## WRITTEN REQUEST
Reproduce all of the rows below word for word, omitting the pictures.

## Pointing rows
• • • • •

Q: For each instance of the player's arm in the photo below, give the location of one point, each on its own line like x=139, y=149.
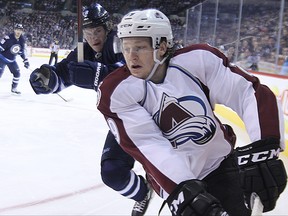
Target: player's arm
x=261, y=170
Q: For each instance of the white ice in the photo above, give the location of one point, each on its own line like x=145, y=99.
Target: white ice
x=50, y=154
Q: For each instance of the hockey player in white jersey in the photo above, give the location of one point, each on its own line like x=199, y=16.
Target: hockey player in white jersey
x=160, y=108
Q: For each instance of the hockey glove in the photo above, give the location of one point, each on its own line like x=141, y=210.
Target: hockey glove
x=26, y=63
x=190, y=198
x=87, y=74
x=44, y=80
x=261, y=172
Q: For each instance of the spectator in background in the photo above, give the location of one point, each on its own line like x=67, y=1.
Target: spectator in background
x=54, y=48
x=284, y=69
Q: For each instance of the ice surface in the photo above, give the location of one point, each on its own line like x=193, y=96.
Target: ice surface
x=50, y=154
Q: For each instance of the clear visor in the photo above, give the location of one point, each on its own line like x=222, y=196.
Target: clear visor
x=117, y=46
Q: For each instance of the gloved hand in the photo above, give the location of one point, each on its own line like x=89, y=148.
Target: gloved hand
x=190, y=198
x=44, y=80
x=87, y=74
x=26, y=63
x=261, y=172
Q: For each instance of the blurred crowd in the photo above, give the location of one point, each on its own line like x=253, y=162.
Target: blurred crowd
x=46, y=22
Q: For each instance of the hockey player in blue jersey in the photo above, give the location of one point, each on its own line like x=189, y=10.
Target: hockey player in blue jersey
x=99, y=60
x=11, y=46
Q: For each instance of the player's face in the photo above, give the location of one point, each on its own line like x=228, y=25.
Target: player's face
x=138, y=54
x=95, y=37
x=18, y=33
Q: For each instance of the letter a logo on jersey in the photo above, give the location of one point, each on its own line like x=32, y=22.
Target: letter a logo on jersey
x=183, y=120
x=175, y=203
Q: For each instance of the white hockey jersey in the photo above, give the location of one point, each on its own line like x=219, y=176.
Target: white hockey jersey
x=170, y=127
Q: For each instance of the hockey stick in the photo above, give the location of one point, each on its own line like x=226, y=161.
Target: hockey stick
x=80, y=45
x=257, y=206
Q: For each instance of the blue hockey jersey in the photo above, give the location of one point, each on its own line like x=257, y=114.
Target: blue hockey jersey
x=10, y=47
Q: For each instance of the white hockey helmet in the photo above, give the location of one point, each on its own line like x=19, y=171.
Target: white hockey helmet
x=146, y=23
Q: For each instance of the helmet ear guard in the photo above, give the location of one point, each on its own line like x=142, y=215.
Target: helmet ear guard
x=146, y=23
x=95, y=15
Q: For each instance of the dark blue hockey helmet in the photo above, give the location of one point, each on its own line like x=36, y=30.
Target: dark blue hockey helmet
x=18, y=26
x=95, y=15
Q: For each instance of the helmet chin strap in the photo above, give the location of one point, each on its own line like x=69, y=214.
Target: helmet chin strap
x=157, y=63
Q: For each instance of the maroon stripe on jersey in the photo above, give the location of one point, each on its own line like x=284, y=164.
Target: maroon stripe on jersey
x=266, y=101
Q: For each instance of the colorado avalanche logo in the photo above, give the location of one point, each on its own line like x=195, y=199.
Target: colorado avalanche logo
x=179, y=125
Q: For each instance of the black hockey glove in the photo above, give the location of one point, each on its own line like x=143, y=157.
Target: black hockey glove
x=26, y=63
x=87, y=74
x=190, y=198
x=261, y=172
x=44, y=80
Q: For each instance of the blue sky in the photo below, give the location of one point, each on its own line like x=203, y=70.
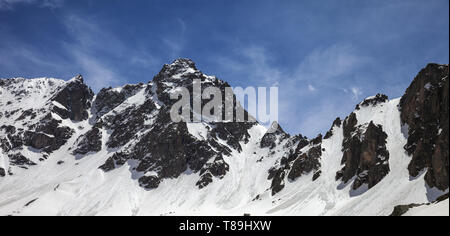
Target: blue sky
x=325, y=55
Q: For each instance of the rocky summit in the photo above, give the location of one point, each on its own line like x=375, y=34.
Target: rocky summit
x=67, y=151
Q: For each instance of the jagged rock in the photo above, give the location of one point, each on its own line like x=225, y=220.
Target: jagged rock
x=425, y=111
x=108, y=98
x=19, y=160
x=27, y=113
x=274, y=136
x=307, y=162
x=233, y=133
x=372, y=101
x=47, y=135
x=402, y=209
x=128, y=123
x=277, y=176
x=365, y=154
x=297, y=162
x=89, y=142
x=336, y=123
x=149, y=182
x=76, y=97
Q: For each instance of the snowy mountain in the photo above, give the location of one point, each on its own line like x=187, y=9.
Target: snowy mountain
x=67, y=151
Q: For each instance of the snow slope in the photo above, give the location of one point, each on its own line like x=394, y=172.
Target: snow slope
x=438, y=209
x=77, y=187
x=65, y=184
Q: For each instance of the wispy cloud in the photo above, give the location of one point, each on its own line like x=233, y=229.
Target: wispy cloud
x=312, y=94
x=175, y=40
x=92, y=47
x=10, y=4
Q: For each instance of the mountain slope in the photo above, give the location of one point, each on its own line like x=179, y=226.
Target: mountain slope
x=118, y=153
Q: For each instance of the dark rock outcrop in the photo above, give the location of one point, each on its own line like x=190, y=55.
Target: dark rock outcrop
x=274, y=136
x=373, y=101
x=76, y=97
x=164, y=149
x=108, y=98
x=89, y=142
x=365, y=154
x=20, y=161
x=47, y=134
x=336, y=123
x=425, y=110
x=303, y=159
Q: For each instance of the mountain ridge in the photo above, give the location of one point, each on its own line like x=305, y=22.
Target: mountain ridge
x=231, y=167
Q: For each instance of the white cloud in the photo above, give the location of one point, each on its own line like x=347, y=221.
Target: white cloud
x=356, y=92
x=10, y=4
x=90, y=42
x=324, y=64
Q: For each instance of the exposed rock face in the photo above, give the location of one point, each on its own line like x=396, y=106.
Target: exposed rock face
x=89, y=142
x=336, y=123
x=372, y=101
x=425, y=110
x=365, y=154
x=48, y=134
x=108, y=98
x=20, y=161
x=159, y=147
x=274, y=136
x=76, y=97
x=301, y=159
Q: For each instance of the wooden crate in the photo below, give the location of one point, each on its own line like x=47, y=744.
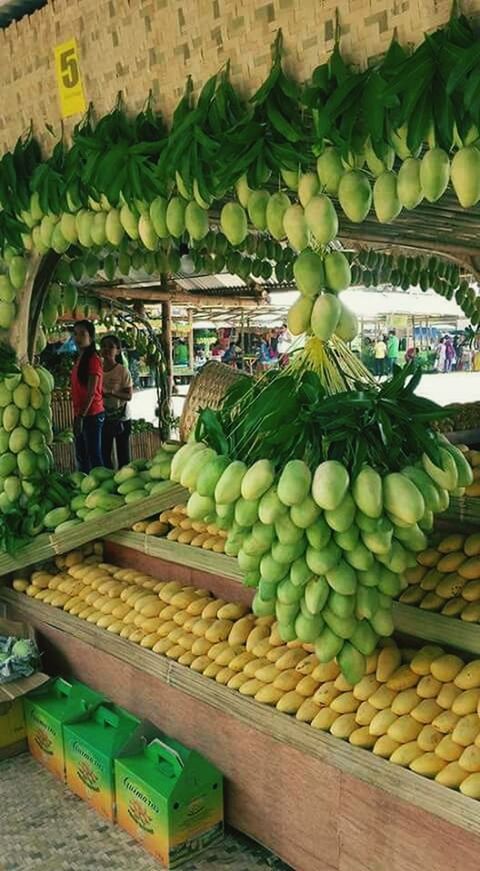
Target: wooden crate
x=318, y=802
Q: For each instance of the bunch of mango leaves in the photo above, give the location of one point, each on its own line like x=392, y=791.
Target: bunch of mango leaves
x=283, y=416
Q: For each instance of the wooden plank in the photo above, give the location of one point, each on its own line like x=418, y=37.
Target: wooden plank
x=363, y=765
x=261, y=774
x=45, y=546
x=448, y=631
x=184, y=554
x=221, y=587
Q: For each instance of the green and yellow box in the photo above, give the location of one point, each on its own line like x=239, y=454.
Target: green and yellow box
x=91, y=745
x=170, y=799
x=47, y=710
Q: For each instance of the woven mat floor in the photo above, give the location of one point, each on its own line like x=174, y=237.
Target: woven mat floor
x=44, y=827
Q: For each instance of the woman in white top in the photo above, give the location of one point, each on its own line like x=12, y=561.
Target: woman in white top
x=117, y=393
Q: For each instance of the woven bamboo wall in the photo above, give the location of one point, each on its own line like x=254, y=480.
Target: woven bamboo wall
x=135, y=45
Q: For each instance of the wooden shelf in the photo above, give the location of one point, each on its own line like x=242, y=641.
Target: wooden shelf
x=448, y=631
x=314, y=799
x=183, y=554
x=46, y=546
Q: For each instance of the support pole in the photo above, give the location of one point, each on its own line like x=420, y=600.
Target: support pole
x=191, y=349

• • • • •

## EXERCISE OUTPUT
Q: For each instance of the player's arm in the photo below, give the location of one point, each on its own line like x=139, y=149.
Target: player's arm
x=261, y=170
Q: For each instance of the white ice in the photo above, give the location of one point, each on its own line like x=145, y=99.
Target: white ice
x=50, y=154
Q: For each instance of the hockey player in white jersey in the photo above, give the location of one point, each on its own line like x=199, y=16.
Target: hockey player in white jersey
x=160, y=108
Q: For each instance of the hockey glove in the photo above, give the location of one point, each on its own line like x=141, y=210.
Target: hockey glove
x=26, y=63
x=190, y=198
x=87, y=74
x=44, y=80
x=261, y=172
Q: For each instance of the spectator in background in the photo above, give the location of one point, each on its own line like x=67, y=1.
Target: spectator in background
x=54, y=48
x=284, y=69
Q: For each instance of the ice surface in the photo above, give the location of one point, each on its own line like x=193, y=96.
Target: ice surface
x=50, y=154
Q: For each instance of the clear visor in the photo above, give the location of one point, each on its own line like x=222, y=196.
Target: clear visor
x=117, y=46
Q: For each instance of the gloved hand in the photo above, give the location of one point, each on its own line like x=89, y=148.
Target: gloved hand
x=190, y=198
x=44, y=80
x=87, y=74
x=26, y=63
x=261, y=172
Q: For each instance of the blurred crowd in the photo above, give the location of one point, each on its own line like x=253, y=162.
Target: blurred crowd
x=46, y=22
Q: For each instance of the hockey player in blue jersey in the photo above, give the location of one point, each on its own line like x=189, y=10.
Target: hockey player in blue jersey
x=99, y=60
x=11, y=46
Q: For each instance of the player's face in the photo above, give the location of one point, each on its own line like x=228, y=25.
Target: player's face
x=138, y=54
x=95, y=37
x=18, y=33
Q: For each instance of the letter a logo on jersey in the photo above, give the location of one point, each on its own line like x=32, y=22.
Target: letter a logo on jersey
x=183, y=120
x=175, y=203
Q: For each instance of the white hockey jersey in the photo above, give the location of one point, each on its own line like x=219, y=176.
Target: white hockey jersey
x=170, y=127
Q: For each instance of the hockey stick in the photo above, give the location of one point, each on its own line like x=226, y=161.
Target: hockey stick
x=80, y=45
x=257, y=206
Q: For each instance of the blue hockey jersey in the photo above, give the location of one point, each on its own line like x=257, y=114.
Target: blue hockey jersey
x=10, y=47
Q: For each instance of the white hockey helmet in the photo above, give the location of one point, each on its own line like x=19, y=171.
Target: white hockey helmet
x=146, y=23
Q: For each instance of the helmet ear guard in the photo above, give the location of one point, each on its own line like x=142, y=215.
Target: helmet ear guard
x=146, y=23
x=95, y=15
Q: For each instance of the dark blue hockey helmet in the photo above, give the location of one point, each on its own line like x=36, y=30.
Target: dark blue hockey helmet
x=18, y=26
x=95, y=15
Q: For each instance of the helmet chin strap in the photo above, give the location of one point, each on its own line like x=69, y=214.
Target: helmet chin strap
x=157, y=63
Q: For each instance of the maroon stripe on jersey in the photo above, give the location of one point, each on its own line like x=284, y=164.
Target: maroon stripe on jersey
x=266, y=101
Q: For each instance of the colorado avalanche logo in the photo above, give the location of one point, each on its own line like x=195, y=199.
Target: colorado avalanche logo
x=179, y=125
Q: For each instance of the black hockey glove in the photo above, give the location of one point, each on its own line like x=143, y=157.
Target: black hockey glove
x=26, y=63
x=87, y=74
x=190, y=198
x=261, y=172
x=44, y=80
Q: For each instance of the blue sky in the photo below, give the location of one point, each on its own line like x=203, y=70.
Target: blue sky
x=325, y=55
Q: For each instance of the rocky summit in the photo above, give the location of one point, each on its own line like x=375, y=34.
Target: rocky summit
x=67, y=151
Q: For each instance of the jagged rock in the photo above, give the location of one point, each on its own line like x=225, y=220.
Target: jagged rock
x=425, y=111
x=108, y=98
x=19, y=160
x=27, y=113
x=274, y=136
x=307, y=162
x=233, y=133
x=372, y=101
x=47, y=135
x=402, y=209
x=128, y=123
x=277, y=176
x=365, y=154
x=297, y=162
x=89, y=142
x=336, y=123
x=149, y=182
x=76, y=97
Q: For each instance of the snowy mountain in the photo above, give the location of one point, each on its own line like x=187, y=9.
Target: snowy mountain
x=67, y=151
Q: For each instance of the snow slope in the photo above, give the location of one point, each on its own line like x=394, y=172.
Target: snow slope
x=438, y=209
x=77, y=187
x=65, y=184
Q: For each instance of the wispy cloud in the photo above, give the location of one point, each on its own line like x=233, y=229.
Target: wispy cloud
x=312, y=94
x=175, y=40
x=92, y=47
x=10, y=4
Q: For each instance of the mountain slope in the photo above, give the location of one point, each on its own line like x=179, y=226.
Target: mountain slope
x=118, y=153
Q: For each instance of the dark rock outcrop in the photo above, give the location of one point, each on its own line like x=190, y=55.
Target: dark rock outcrop
x=274, y=136
x=373, y=101
x=76, y=97
x=164, y=149
x=108, y=98
x=89, y=142
x=365, y=154
x=20, y=161
x=47, y=134
x=336, y=123
x=425, y=110
x=303, y=159
Q: For each instance of the mountain ridge in the photo above, give the location of one point, each on its own line like x=305, y=22.
Target: mountain ridge
x=231, y=167
Q: For each instance of the white cloud in the photo above, give the location of one point, each on its own line like x=347, y=221.
Target: white cloud
x=356, y=92
x=10, y=4
x=90, y=42
x=324, y=64
Q: For each instance of the exposed rock face in the photo above, give the location of one point, each on its own line like x=396, y=106.
Target: exposed rock face
x=89, y=142
x=336, y=123
x=372, y=101
x=425, y=110
x=365, y=154
x=48, y=134
x=108, y=98
x=20, y=161
x=159, y=147
x=274, y=136
x=76, y=97
x=301, y=159
Q: For each instance of the wooden crate in the photo below, give the location of one point, each on its own line like x=47, y=744.
Target: wooden crate
x=318, y=802
Q: For each instance of the bunch of mango leaves in the photo above, give the location of one point, each on its own line like x=392, y=791.
Target: bunch of mango leaves
x=283, y=416
Q: For each instance of the wooden plank in the photo above, give the location of one point, each on its own line like x=418, y=37.
Target: wooden plank
x=363, y=765
x=261, y=774
x=45, y=546
x=448, y=631
x=184, y=554
x=221, y=587
Q: For each instance of the green and yellow box in the photo above, give the location of one point, each on its own line like x=239, y=454.
Target: green and yellow box
x=91, y=745
x=170, y=799
x=47, y=710
Q: For each instance of the woven mat floor in the photo above, give the location of one point, each on its own line like x=174, y=237.
Target: woven mat floor
x=44, y=827
Q: For each instance of the woman in white top in the photo above, give the location of one point, each on its own line like x=12, y=561.
Target: woman in white top
x=117, y=393
Q: For each instance of the woven bamboo wall in the photo above, give the location of one point, each on its own line like x=254, y=480.
Target: woven bamboo wall
x=135, y=45
Q: For each instance of the wooden shelf in the photo above, give the location of one point, each on its own line like x=242, y=641.
Target: wooden shelf
x=448, y=631
x=314, y=799
x=183, y=554
x=46, y=546
Q: For each instance of the support pole in the photo above, give the location of one point, each on its own line like x=420, y=600.
Target: support pole
x=191, y=349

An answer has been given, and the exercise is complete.